> [DATASET RECORDS]
┏━━
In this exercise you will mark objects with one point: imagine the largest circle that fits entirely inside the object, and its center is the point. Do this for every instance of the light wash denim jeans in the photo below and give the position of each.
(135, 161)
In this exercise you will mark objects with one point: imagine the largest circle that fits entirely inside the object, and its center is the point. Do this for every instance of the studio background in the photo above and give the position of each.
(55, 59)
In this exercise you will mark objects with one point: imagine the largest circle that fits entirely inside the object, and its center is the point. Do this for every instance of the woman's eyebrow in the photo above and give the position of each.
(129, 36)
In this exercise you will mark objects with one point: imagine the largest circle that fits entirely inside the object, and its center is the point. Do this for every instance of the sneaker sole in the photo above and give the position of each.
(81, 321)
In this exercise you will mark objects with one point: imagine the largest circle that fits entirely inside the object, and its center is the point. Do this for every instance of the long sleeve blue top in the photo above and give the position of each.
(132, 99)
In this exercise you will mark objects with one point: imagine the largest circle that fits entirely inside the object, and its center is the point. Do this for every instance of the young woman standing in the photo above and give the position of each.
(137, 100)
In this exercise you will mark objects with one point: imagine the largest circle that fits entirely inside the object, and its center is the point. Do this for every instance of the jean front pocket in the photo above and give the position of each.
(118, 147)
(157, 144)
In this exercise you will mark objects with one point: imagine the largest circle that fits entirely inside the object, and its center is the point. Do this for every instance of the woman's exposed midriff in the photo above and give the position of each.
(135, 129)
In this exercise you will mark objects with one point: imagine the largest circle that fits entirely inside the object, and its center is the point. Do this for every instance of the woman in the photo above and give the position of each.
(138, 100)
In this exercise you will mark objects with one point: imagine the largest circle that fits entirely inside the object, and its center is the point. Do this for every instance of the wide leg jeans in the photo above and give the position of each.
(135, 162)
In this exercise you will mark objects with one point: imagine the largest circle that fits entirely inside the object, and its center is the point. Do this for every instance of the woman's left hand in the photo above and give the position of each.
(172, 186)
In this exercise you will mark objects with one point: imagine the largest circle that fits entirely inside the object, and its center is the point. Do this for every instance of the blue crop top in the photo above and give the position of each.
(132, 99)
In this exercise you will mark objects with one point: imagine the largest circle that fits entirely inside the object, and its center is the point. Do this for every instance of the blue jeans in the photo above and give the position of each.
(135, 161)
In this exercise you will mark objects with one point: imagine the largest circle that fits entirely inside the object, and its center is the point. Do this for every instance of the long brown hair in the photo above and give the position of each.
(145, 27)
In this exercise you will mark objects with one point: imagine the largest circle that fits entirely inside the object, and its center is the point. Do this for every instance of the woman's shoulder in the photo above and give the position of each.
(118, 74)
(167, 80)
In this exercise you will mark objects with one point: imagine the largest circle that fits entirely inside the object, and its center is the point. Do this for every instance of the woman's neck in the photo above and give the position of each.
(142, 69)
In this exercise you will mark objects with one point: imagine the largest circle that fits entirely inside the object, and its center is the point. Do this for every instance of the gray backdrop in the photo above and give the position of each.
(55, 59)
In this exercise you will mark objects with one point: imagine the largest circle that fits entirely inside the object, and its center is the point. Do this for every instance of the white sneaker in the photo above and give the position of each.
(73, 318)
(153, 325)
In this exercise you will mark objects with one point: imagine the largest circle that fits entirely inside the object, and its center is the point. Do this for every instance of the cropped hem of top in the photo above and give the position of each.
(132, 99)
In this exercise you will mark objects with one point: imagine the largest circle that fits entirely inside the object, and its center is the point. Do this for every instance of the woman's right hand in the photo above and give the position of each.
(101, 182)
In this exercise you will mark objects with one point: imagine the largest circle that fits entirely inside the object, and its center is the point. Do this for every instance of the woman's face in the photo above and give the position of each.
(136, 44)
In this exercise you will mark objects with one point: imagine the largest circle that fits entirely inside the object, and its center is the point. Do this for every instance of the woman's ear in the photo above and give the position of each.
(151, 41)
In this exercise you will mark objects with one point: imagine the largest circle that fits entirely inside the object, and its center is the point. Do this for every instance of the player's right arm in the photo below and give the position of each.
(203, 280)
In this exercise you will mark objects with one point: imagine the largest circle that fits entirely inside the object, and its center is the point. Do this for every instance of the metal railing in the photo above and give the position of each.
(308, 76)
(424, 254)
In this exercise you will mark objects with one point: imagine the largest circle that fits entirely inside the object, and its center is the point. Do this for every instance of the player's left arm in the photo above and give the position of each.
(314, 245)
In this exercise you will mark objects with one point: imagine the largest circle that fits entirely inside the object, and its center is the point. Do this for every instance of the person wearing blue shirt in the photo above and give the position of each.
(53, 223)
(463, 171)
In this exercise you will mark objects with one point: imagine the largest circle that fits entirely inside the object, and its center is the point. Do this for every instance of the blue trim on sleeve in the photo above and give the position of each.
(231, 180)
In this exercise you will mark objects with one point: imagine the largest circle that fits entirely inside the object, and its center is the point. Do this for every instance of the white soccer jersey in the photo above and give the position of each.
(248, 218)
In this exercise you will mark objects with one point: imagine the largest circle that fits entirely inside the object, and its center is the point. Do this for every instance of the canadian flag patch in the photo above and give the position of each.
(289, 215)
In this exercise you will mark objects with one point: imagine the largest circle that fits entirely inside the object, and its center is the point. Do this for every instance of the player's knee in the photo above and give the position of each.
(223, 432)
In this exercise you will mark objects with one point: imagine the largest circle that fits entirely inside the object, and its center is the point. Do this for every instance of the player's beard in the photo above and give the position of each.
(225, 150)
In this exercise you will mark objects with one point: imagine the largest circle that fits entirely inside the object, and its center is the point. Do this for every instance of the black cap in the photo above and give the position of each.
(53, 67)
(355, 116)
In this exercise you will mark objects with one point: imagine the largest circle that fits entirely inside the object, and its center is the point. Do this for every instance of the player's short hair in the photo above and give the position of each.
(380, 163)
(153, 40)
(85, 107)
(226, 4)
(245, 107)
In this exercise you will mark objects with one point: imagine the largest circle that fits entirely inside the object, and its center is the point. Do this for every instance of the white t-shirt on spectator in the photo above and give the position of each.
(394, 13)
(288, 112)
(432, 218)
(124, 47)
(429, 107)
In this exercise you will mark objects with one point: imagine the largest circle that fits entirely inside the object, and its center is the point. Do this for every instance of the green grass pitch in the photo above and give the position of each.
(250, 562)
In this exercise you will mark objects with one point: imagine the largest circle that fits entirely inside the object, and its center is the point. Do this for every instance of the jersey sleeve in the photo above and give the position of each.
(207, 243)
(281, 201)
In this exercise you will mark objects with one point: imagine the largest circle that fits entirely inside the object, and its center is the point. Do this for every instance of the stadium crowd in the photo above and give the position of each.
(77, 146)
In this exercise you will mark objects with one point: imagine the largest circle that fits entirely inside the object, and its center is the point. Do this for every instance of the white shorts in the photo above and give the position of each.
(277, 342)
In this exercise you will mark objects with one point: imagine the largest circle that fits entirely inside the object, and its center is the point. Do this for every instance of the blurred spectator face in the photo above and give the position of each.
┗━━
> [STATED TASK] Repeat every record exactly as written, please.

> [EXERCISE ANSWER]
In this exercise you will mark objects with one point: imagine the largest circle that fits entirely inside the object, and its center is the point. Do this for every instance of the light wash denim jeans in the photo below and give the position of each.
(135, 161)
In this exercise you will mark objects with one point: imagine the largest circle that fits entirely inside the object, and its center is the point. Do this for every instance of the studio background in the photo above and give the position of each.
(55, 59)
In this exercise you will mark objects with one point: imagine the largest circle that fits entirely inside the object, and its center is the point. Do this for every instance of the woman's eyebrow in the photo above and give the position of each.
(129, 36)
In this exercise you will mark objects with one point: imagine the largest circle that fits entirely inside the object, and its center is the point. Do this for every instance of the sneaker sole in the photo above and give the position of each.
(81, 321)
In this exercise you will mark objects with one point: imagine the largest circle that fits entirely inside the object, and its center is the point. Do this for every instance of the long sleeve blue top in the photo above and give the position of each.
(132, 99)
In this exercise you will mark objects with one point: imagine the largest circle that fits entirely inside the object, and its center is the point. Do this for every instance of the young woman standing in the photo above and give the position of each.
(137, 100)
In this exercise you will mark objects with one point: imagine the largest circle that fits entirely inside the object, and its center is the point. Do this for every instance of the jean front pocket in the photo above and give the position of each.
(118, 147)
(157, 144)
In this exercise you will mark objects with one point: imagine the largest circle that fits entirely inside the object, and its center is the point. Do this for every instance of the woman's exposed midriff in the photo above and give the position of each.
(135, 129)
In this exercise you will mark objects with one point: imagine the largest circle that fits entirely inside the object, and its center is the point. Do this for every instance of the woman in the photo above and give the position of each.
(138, 100)
In this exercise you will mark objects with one point: imagine the largest circle that fits entirely inside the object, and its center is the point. Do this for every instance of the wide leg jeans in the photo above and give the position of each.
(135, 162)
In this exercise you will mark objects with one point: imagine the largest circle that fits entirely inside the object, and its center is the point. Do this for every instance of the woman's left hand in the photo above and give the position of each.
(172, 186)
In this exercise you will mark objects with one point: imagine the largest circle that fits entirely inside the object, and its center is the point. Do this for every instance of the blue crop top in the photo above and give the position of each.
(132, 99)
In this exercise you will mark objects with one point: imagine the largest circle that fits entirely inside the object, and its center is the point. Do this for every instance of the blue jeans in the photo above and give the position of each.
(135, 161)
In this exercise you will mark objects with one point: imagine the largest circle that fits entirely inside the object, and its center is the point. Do this for every instance of the long brown hair in the photo above and give the position of each.
(145, 27)
In this exercise you will mark objects with one point: imagine the largest circle that fits entirely inside the object, and its center is the point. Do this for every instance of the woman's shoulder in the photo above and give the position of each.
(118, 74)
(167, 80)
In this exercise you will mark objects with one point: imagine the largest circle that fits entirely inside the object, and its center is the point. Do this for every instance of the woman's neck in the photo above and give the position of each.
(142, 69)
In this exercise you will mark objects with one point: imagine the largest circle that fits entirely inside the object, and its center is the point. Do this for every instance of the gray backdrop in the photo above and give the position of each.
(55, 59)
In this exercise you will mark objects with one point: imagine the largest circle that fits entirely inside the object, and its center is the point. Do this for every instance of the white sneaker in the photo above and give the position of each.
(73, 318)
(153, 325)
In this exercise you will mark objects with one point: imagine the largest circle that fits entirely inside the object, and its center is the point. Do this for every instance of the cropped hem of top in the photo above and give the position of each.
(132, 99)
In this exercise you will mark objects with one point: imagine the largest circle that fits entirely inside the object, and its center is the point. Do this for every instance of the woman's right hand in the photo above and give the position of each.
(101, 182)
In this exercise you will mark objects with one point: imagine the largest circle that fits entirely inside the object, and its center is the point. Do this for every instance of the woman's face in the photo above and give the position of each.
(136, 44)
In this exercise you will mark objects with one point: imagine the largest circle that fits entirely inside the object, and its center is the point. Do this for every instance of the woman's ear in the photo above and give the position of each.
(151, 41)
In this exercise you will mark objects with one point: imagine the largest circle that fits entirely inside the object, and its center is the point. Do this for every instance of the player's right arm in the photo below and give the position of each.
(203, 280)
In this exercise you will mark objects with one point: imagine the largest circle that fits entirely inside the object, and its center is the point. Do this for every instance of the metal railing in the photo above and give the position of each.
(308, 76)
(424, 254)
In this exercise you will mark objects with one point: imagine the largest circle that fits entirely inside the object, and its center is the point. Do this for every instance of the player's left arm in the photo above and give the position of each.
(314, 245)
In this exercise you will mark objects with one point: imagine the largest circle that fits entirely inside the object, and its center is the point. Do this for every instance of the person wearing blue shirt in the photo above and give the position of each.
(53, 223)
(463, 171)
In this exercise you will mark objects with one point: imagine the largest circle that fits entirely inside the object, and its center is the point. Do this for every instance of the blue trim on sleeve in the photo above and give the position of each.
(231, 180)
In this exercise you will mark objects with one point: imagine the largest circle that fits entirely inside the object, and its center is the point. Do this for every instance of the white soccer jersey in the photo above and give the position of each.
(248, 218)
In this exercise you will mark objects with one point: imagine the largest circle that fits entirely inside the object, and its center is the point. Do this for every instance of the canadian flag patch in the photo above and give the position of each.
(289, 215)
In this exercise you will mark objects with one point: imagine the largest circle that fits entirely inside the object, and its center is the point. Do this for every instance of the player's knee in the photo above and give the position of each.
(223, 432)
In this exercise you will mark objects with one point: imagine the largest circle that fits entirely inside the object, and its center is the point. Do this for every instance of the player's beard in the photo above and give the position of each.
(225, 150)
In this exercise you will mark objects with one point: imagine the largest circle that fits entirely inside the object, and its center is the point. Do this for every instance of the black cap in the photo above and give the position of each.
(53, 67)
(355, 116)
In this exercise you will mark objects with one point: imagine the largest circle that fits entirely inside the object, and its center is the point. Do this for every instance of the player's short hair in the photo above and give the position of each.
(380, 163)
(153, 40)
(85, 107)
(226, 4)
(245, 107)
In this exercise you will mark objects with one point: imagine the largest circle that fits entirely inside the object, and its center is the point. Do this for every instance of the white t-shirt on spectator in the photo above and give the position of each.
(394, 13)
(288, 112)
(432, 218)
(124, 47)
(429, 107)
In this exercise you will mark objects with one point: imagine the largest circle that fits entirely inside the object, and its center is the point. Do this for every instance of the green grass pitch in the photo above and give the position of each.
(250, 562)
In this exercise you will mark objects with one point: imagine the largest circle that fits entirely inside the object, and its center is the point. Do this for every instance of the jersey sleeve in the photo above and give the position of each.
(207, 243)
(281, 201)
In this exercise you will mark objects with one point: imagine the largest circle that fits entirely inside the object, and its center is the point. Do this for every instance of the stadium crowd in the photo above and give the position of each.
(77, 146)
In this exercise you will mark objects with one point: imagine the largest circle that fits entirely inside the object, and its center is the point. Do this for every instance of the white shorts in the photo above and give the position of each.
(277, 342)
In this exercise you will mark objects with one point: imagine the largest circle that fits entirely inside the object, and its center is the point. Do this for every instance of the blurred spectator face in the photo above and give the position of each.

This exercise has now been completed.